● **Exercise instructions**:
(a) Shorten the paragraph in the sparse file post that begins "The first time any page is written," or turn it into a list, and keep its main facts.
(b) From the sparse file post, repeat word for word the passage that begins at the words "Insert 1: Identifies" and stops after "to be copied.".

Sarah and I have been approached by several customers wanting to know more about sparse file allocation behaviors. This post attempts to answer those questions.
Spare File Allocations
The diagram shows page 80 on extent 10 and page 800 on extent 100. The top portion illustrates the actual storage movement during SQL Server copy on write (COW) activity. Some have the impression that the dirty pages are packed together in the spare file which is not the case.
Page numbers are always used as the storage offset. (Formula: Page Number * 8192 = Storage Offset). When page 80 is dirtied it is first, copied to the offset (80 * 8192) in the spare file. When page 800 is dirtied it is copied to the offset (800 * 8192).
The first time any page is written to the sparse file the entire 64K extent is allocated. All other pages in the extent are written as zero's. So if you dirty page 80 a 64K allocation occurs in the sparse file at the 10th extent location. If you then dirty page 800 another 64K allocation takes place at the 100th extent offset. If you then dirty page 81 the data is written to the offset (81 * 8192) but additional space allocation is not needed because the original 64K allocation for the extent took place when page 80 was written to the sparse file.
Copy On Write In Action
The illustration below shows a very simplified table with a clustered and non-clustered index. The inserted rows are in sorted order with the clustered index and will be inserted in page 1:84.
Insert 1: Identifies that 1:84 is the location for the data. Page 1:84 is copied to the sparse file and 64K is allocated (pages 80 to 88). The non-clustered index update occurs on page 1:92. This is a new extent so 64K is allocated and page 1:92 is copied to the sparse file.
Insert 2: Identifies that 1:84 is the location for the data. Page 1:84 has already been copied to the sparse file so on copy is needed. The non-clustered index update occurs on page 1:27. This is a new extent so 64K is allocated and page 1:27 is copied to the sparse file.
After the 2 inserts SQL Server has allocated 3 extents (64K * 3 = 192K) in the sparse file and only 3 pages (8 * 8192 = 24K) have been updated in the primary database requiring no new allocations.
- Continued inserts will allocate new pages for the clustered and non-clustered index.
- Page splits require 2 pages instead of one to be copied.

● **Record excerpts**:
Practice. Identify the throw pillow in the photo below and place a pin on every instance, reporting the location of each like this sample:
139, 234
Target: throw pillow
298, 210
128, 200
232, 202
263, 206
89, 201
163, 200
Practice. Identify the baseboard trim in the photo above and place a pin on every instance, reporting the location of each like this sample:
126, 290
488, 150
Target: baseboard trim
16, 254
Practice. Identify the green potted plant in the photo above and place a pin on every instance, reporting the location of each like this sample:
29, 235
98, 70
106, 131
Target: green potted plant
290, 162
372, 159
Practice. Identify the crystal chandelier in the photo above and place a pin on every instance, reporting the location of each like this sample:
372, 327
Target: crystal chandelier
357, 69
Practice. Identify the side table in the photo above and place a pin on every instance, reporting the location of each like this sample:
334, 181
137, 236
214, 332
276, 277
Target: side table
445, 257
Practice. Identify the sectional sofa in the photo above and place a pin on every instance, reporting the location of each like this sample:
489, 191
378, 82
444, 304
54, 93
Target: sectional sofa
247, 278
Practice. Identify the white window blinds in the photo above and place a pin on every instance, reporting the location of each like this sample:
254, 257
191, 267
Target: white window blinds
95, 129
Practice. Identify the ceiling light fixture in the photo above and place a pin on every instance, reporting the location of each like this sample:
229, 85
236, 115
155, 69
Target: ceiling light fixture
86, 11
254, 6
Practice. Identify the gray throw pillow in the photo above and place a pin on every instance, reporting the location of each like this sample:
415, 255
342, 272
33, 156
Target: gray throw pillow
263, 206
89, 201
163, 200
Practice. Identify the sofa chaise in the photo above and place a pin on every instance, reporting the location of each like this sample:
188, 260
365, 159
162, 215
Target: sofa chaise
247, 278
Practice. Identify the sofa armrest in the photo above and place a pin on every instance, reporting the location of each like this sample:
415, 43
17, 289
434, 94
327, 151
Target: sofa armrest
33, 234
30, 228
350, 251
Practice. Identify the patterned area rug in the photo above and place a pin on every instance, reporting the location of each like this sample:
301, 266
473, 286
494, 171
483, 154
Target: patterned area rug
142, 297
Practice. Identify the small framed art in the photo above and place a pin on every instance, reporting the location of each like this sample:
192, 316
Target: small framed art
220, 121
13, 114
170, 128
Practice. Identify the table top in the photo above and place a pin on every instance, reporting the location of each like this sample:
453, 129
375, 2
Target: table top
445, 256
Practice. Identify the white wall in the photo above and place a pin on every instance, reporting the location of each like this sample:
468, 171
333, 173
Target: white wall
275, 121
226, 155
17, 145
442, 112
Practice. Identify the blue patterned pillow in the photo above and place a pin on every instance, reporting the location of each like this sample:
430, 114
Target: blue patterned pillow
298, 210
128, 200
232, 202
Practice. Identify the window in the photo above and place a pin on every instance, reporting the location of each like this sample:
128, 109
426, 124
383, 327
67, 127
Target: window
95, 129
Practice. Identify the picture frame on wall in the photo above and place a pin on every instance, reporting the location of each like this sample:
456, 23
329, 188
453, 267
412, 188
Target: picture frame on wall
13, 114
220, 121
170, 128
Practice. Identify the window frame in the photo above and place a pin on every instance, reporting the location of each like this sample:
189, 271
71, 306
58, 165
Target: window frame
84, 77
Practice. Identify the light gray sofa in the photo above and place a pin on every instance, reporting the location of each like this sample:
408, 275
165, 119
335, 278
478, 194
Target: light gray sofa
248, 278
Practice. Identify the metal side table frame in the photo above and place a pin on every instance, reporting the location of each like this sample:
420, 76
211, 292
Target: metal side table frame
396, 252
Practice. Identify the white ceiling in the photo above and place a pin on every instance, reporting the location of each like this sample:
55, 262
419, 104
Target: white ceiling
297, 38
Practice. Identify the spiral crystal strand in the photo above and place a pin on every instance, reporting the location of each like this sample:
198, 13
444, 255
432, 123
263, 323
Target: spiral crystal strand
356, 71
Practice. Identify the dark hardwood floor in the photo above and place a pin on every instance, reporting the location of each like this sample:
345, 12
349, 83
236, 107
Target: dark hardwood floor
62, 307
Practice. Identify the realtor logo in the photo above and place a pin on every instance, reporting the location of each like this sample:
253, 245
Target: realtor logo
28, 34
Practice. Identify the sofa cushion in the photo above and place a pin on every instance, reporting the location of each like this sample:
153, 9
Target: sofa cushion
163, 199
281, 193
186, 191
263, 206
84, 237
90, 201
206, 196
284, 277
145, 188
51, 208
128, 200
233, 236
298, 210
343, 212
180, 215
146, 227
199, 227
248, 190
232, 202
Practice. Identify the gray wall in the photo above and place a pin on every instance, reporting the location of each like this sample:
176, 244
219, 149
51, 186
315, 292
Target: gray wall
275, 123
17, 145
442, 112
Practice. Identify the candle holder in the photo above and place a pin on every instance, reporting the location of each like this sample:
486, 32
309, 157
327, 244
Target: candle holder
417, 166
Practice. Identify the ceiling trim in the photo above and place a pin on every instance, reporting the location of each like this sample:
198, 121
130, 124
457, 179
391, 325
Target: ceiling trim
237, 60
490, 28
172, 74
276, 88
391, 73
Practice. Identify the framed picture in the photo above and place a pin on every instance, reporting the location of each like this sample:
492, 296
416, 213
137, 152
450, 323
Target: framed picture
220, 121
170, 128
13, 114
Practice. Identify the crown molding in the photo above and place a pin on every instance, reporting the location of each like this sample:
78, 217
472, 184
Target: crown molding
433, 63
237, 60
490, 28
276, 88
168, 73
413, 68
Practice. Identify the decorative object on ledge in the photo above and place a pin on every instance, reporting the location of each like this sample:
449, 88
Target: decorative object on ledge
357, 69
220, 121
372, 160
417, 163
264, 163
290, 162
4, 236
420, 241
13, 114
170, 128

● **The replies**:
(a)
- Writing any page to the sparse file for the first time allocates the whole 64K extent, and the extent's other pages are written as zeros.
- Dirtying page 80 allocates 64K at the 10th extent location.
- Dirtying page 800 after that allocates another 64K at the 100th extent offset.
- Dirtying page 81 after that writes its data at offset (81 * 8192). No new space is needed because the extent's 64K was already allocated when page 80 was written.

(b)
Insert 1: Identifies that 1:84 is the location for the data. Page 1:84 is copied to the sparse file and 64K is allocated (pages 80 to 88). The non-clustered index update occurs on page 1:92. This is a new extent so 64K is allocated and page 1:92 is copied to the sparse file.
Insert 2: Identifies that 1:84 is the location for the data. Page 1:84 has already been copied to the sparse file so on copy is needed. The non-clustered index update occurs on page 1:27. This is a new extent so 64K is allocated and page 1:27 is copied to the sparse file.
After the 2 inserts SQL Server has allocated 3 extents (64K * 3 = 192K) in the sparse file and only 3 pages (8 * 8192 = 24K) have been updated in the primary database requiring no new allocations.
- Continued inserts will allocate new pages for the clustered and non-clustered index.
- Page splits require 2 pages instead of one to be copied.